- [Exercise]:
Below are records; reproduce exactly the lines from the one containing "Indicate one point for each instance of the yellow" through the end, both included, and only those.

- [Records to process]:
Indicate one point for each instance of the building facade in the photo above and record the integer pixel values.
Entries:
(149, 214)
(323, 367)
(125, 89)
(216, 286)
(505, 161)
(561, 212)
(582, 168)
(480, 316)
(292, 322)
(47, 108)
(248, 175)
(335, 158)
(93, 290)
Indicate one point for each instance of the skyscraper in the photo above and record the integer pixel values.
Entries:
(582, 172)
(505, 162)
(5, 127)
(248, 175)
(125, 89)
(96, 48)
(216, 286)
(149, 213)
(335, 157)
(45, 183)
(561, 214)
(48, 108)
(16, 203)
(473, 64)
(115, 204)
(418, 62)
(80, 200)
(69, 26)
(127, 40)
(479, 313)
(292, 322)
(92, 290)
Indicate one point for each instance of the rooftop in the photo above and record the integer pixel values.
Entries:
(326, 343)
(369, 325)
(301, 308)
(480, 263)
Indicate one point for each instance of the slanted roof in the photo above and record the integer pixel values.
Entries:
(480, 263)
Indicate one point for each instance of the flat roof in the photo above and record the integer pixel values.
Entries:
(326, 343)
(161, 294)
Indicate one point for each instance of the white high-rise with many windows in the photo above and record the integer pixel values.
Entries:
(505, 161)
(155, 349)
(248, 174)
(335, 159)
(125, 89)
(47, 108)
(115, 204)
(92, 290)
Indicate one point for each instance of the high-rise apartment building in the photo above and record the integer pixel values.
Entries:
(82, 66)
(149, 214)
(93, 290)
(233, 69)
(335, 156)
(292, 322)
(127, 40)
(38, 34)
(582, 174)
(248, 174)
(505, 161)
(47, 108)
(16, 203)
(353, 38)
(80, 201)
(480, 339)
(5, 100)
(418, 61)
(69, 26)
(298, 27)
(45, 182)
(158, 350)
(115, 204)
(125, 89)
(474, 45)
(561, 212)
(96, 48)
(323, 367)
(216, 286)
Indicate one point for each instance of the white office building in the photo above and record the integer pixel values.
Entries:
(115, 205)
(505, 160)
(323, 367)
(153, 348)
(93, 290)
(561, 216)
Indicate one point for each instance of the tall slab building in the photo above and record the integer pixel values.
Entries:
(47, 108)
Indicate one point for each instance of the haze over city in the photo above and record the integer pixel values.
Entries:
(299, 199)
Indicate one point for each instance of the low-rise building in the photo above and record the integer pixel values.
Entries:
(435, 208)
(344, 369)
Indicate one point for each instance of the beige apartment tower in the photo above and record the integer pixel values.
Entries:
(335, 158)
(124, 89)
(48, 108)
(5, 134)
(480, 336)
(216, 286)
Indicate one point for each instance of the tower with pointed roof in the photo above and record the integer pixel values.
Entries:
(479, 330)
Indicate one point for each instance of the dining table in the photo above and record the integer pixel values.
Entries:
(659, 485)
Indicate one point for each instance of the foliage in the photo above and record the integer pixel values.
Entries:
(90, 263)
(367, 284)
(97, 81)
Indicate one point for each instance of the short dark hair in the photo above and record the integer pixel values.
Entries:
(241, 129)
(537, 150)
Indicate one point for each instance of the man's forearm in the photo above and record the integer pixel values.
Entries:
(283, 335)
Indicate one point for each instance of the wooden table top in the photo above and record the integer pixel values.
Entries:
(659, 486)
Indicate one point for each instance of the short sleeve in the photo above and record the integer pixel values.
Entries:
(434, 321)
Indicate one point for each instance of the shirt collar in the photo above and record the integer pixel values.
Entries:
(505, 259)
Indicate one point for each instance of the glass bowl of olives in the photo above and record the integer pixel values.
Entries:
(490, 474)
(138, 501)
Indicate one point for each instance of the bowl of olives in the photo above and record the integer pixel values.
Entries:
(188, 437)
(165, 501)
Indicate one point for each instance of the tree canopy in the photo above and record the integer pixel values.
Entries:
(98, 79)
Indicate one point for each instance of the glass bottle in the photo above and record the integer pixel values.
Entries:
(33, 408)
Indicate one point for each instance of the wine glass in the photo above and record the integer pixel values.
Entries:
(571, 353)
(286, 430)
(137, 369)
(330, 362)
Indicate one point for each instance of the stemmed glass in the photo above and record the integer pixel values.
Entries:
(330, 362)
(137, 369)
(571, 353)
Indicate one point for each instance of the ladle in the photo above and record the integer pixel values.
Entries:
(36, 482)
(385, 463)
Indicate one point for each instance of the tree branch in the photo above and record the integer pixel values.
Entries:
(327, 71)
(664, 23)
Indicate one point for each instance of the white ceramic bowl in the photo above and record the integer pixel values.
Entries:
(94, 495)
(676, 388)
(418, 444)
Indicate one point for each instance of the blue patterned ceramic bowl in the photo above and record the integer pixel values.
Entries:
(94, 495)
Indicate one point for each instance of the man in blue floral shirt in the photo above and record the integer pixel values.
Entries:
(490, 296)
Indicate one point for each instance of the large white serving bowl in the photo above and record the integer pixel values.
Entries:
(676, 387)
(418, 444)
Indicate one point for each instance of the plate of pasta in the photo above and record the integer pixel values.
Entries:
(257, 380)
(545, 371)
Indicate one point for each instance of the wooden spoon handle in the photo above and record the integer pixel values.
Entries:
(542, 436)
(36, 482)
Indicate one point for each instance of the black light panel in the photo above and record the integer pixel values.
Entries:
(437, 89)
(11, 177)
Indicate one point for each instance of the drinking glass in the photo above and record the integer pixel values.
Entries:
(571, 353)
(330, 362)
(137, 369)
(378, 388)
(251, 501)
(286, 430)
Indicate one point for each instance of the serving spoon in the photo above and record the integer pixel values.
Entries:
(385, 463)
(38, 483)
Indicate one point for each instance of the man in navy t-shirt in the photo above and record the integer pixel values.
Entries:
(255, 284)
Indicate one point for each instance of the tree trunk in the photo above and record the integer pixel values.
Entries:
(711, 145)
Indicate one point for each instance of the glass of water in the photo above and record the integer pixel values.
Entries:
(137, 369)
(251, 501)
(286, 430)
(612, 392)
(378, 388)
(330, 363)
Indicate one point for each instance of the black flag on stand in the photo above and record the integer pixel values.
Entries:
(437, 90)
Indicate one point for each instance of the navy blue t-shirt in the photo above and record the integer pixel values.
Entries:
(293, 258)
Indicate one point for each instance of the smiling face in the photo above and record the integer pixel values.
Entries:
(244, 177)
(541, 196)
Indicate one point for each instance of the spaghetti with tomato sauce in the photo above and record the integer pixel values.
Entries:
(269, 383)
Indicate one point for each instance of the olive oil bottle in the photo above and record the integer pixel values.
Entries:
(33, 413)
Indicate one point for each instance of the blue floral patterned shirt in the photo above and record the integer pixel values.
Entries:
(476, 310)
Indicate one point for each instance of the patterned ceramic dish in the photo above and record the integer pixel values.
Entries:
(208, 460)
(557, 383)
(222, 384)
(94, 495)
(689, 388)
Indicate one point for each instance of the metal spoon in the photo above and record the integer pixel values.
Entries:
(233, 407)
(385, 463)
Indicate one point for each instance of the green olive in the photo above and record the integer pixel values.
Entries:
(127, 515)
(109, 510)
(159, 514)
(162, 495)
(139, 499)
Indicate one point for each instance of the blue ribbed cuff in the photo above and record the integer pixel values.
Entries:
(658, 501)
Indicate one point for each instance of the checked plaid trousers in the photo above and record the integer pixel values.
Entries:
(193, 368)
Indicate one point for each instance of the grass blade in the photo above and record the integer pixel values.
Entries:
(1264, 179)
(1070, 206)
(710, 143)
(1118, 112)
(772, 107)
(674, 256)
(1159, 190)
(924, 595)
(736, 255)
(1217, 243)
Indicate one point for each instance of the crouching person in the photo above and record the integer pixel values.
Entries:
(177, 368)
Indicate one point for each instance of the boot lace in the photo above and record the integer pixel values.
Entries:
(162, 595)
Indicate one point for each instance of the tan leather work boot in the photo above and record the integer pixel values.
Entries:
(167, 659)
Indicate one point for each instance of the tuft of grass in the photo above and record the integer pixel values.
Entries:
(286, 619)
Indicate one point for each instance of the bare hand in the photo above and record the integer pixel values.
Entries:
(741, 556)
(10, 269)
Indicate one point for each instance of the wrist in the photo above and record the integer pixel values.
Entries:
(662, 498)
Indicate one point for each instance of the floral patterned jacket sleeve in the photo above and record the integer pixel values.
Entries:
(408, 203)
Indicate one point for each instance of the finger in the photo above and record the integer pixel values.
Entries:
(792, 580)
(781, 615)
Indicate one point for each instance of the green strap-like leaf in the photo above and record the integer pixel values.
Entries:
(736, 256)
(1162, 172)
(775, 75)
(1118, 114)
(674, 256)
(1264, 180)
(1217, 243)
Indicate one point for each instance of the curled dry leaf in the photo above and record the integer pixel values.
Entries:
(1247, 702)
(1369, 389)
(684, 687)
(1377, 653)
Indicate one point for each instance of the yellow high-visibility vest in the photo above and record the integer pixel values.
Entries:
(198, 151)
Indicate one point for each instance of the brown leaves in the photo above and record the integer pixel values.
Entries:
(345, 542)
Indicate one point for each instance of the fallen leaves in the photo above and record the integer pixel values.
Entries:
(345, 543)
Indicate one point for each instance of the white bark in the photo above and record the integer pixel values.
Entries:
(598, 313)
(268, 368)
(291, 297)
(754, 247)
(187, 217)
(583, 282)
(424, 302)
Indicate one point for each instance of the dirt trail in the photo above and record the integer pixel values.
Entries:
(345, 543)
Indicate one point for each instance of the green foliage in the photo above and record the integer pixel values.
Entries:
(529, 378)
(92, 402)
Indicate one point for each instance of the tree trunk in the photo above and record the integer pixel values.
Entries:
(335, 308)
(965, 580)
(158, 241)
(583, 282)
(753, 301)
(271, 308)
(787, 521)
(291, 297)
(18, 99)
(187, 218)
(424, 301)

- [The output]:
Indicate one point for each instance of the yellow high-visibility vest in the photo above and record the integer pixel values.
Entries:
(198, 151)
Indicate one point for each instance of the brown leaves in the photo above and record the integer pixel values.
Entries:
(345, 542)
Indicate one point for each instance of the fallen leaves in the photo above and record the integer pixel values.
Entries:
(345, 543)
Indicate one point for each instance of the white bark in the photo above and record the integer pixel values.
Entries:
(598, 313)
(268, 368)
(291, 297)
(754, 247)
(187, 217)
(583, 282)
(424, 302)
Indicate one point for each instance of the dirt trail in the photo above and record the integer pixel values.
Entries:
(345, 543)
Indicate one point for each instance of the green foliage in the photo above and record the integer pixel values.
Entries:
(529, 378)
(92, 402)
Indicate one point for each instance of the tree trunk in the photo above and record the integer pixel values.
Entries:
(335, 308)
(965, 580)
(158, 241)
(583, 282)
(753, 301)
(271, 308)
(787, 521)
(291, 297)
(18, 99)
(187, 218)
(424, 301)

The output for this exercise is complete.